**Reading passage**
⟨

Jul 26, 2012 at 6:13pm
ResidentBiscuit (4459)
So, I've been project euler problems lately, and hit one that asks for the 10,001st prime number. After some research, it seems as if a sieve is the way to go. Though, I'm not sure how to implement it. I was originally thinking of making a struct to hold a hold a number, and a bool saying whether it's composite or not. Though this would require making probably 100k plus objects of this, and that definitely seems pretty slow and sloppy. Any suggestions?
Jul 26, 2012 at 8:32pm
Owain (149)
Couldent you just calculate all the prime numbers up to 10001st prime number using the modulus operator and submit that? Or dose your problem explicity ask for ONLY the 10001st prime number?
Jul 26, 2012 at 11:38pm
georgep (158)
I can understand that you might want to implement the Sieve method for the sake of it, but for this problem it certainly isn't necessary.

I suggest:

iterate through numbers

    if the number is prime (check using a function), increase the count of primes

        if the number of primes is 10001, output the current number

Jul 27, 2012 at 1:55am
packetpirate (388)
I solved this problem a long time ago, and what I remember I did was to use an array of booleans, and to apply the algorithm of the sieve and set a position to true if it was a prime. It ran pretty fast, and I remember the runtime was less than a second... and that's saying something, considering I wrote it in Java.
Jul 27, 2012 at 2:52am
georgep (158)
Is the sieve method really that fast? Wow, I seem to remember my method taking a few seconds and I thought that was fairly good...
Jul 27, 2012 at 2:56am
Lowest0ne (1536)

⟩

**Entries supplied**
⟨

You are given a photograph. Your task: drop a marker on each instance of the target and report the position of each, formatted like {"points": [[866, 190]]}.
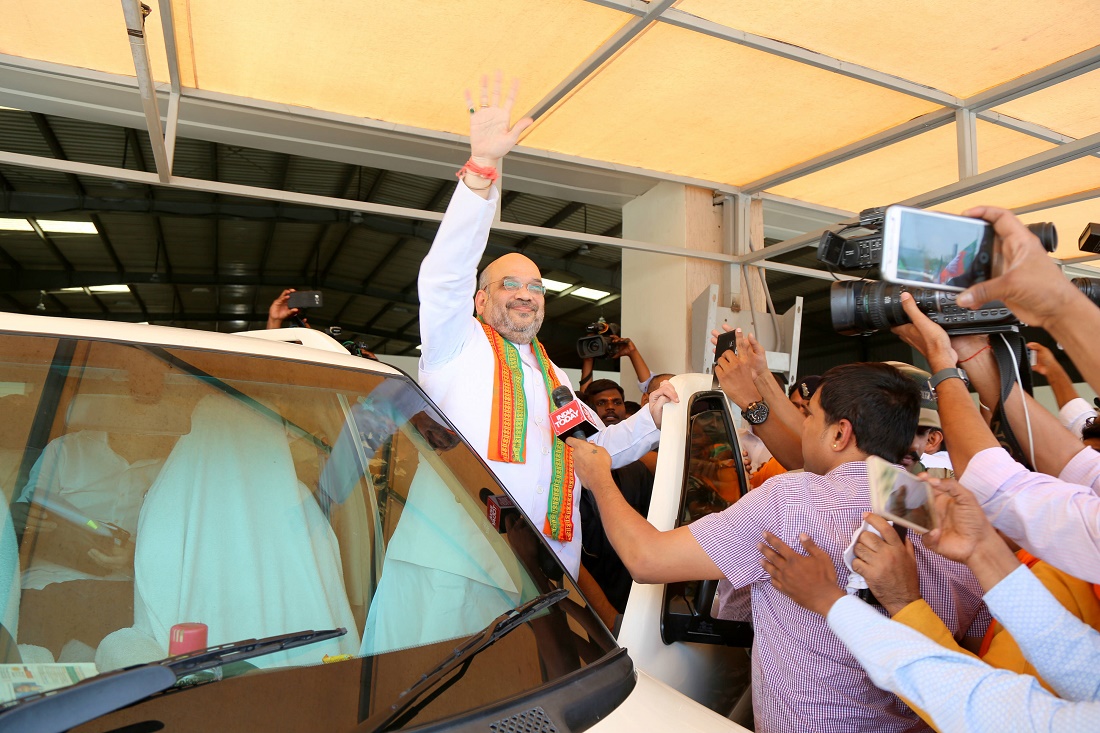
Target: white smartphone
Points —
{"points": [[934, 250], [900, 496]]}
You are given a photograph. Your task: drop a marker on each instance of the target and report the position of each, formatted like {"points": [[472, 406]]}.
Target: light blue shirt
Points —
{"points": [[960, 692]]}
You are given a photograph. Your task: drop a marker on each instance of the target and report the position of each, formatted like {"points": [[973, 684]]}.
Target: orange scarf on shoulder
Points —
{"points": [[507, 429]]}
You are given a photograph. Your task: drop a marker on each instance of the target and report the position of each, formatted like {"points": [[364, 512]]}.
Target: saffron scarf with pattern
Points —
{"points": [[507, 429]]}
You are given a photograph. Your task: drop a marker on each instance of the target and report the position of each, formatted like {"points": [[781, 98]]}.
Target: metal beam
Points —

⟩
⟨

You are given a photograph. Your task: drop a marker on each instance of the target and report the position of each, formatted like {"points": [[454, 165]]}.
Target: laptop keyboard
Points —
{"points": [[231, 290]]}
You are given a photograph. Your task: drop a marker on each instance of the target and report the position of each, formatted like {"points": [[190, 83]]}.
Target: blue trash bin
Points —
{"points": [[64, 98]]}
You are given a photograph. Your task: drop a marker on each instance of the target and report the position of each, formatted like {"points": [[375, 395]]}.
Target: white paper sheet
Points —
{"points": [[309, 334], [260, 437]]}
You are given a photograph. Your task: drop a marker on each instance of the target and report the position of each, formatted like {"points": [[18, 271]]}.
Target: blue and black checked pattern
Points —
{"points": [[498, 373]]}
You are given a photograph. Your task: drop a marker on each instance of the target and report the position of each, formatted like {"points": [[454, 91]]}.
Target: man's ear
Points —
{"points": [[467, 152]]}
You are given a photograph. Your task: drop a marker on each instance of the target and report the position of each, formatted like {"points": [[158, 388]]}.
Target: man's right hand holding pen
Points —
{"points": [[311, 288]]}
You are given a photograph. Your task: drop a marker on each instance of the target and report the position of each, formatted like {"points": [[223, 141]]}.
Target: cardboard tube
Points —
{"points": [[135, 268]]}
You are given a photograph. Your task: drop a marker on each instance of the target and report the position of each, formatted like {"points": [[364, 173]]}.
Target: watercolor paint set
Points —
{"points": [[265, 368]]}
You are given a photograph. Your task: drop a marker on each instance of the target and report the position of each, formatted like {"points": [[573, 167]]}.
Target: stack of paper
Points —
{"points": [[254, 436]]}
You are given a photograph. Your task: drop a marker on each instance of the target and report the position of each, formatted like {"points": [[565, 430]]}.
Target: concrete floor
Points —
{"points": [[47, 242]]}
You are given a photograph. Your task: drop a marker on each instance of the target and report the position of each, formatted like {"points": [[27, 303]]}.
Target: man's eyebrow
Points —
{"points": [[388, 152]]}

⟩

**Exercise task**
Can you continue the forum thread about finding the 10,001st prime number from the point where it stops? The material between the forum thread and this point stands apart from the thread.

**The answer**
Here's a picture (.gif) of what the sieve is doing:
http://upload.wikimedia.org/wikipedia/commons/b/b9/Sieve_of_Eratosthenes_animation.gif

Never done this myself. Seems like you make a bool array (much larger than 10001), and set everything to true. Then consider the index in the array to be the number you are checking:

I don't know if you're reading this, but I've learned as I posted.

Make yourself a very large bool array and set all of the values to true. The integer you deal with is the index in the array. [0] and [1] don't count, our first prime is [2].

2 is prime, which means that 4,6,8... is not prime, so go through the array setting every multiple of 2 to false. Then increase your counter to 3, look at if it is true. Since it is, every index that is a multiple of three is false. Then go through looking for true, so skip over 4 and find 5.... Repeat

It's proven that when you increase your index looking for "true", the index you find is a prime number. There is no math type math going on.
Last edited on Jul 27, 2012 at 3:16am
Jul 27, 2012 at 1:25pm
ResidentBiscuit (4459)
It just seems like creating a massive array is a little silly. And having basically parallel arrays like a couple of you described seems to be the exact same as my vector of struct idea.

Either one seems sloppy to me, but I can't see a better to do it.

And thanks for the link LowestOne, though I have already seen it. Wikipedia is actually the only place I've looked at this algorithm at lol
Jul 27, 2012 at 9:41pm
naraku9333 (2163)
No need for parallel arrays.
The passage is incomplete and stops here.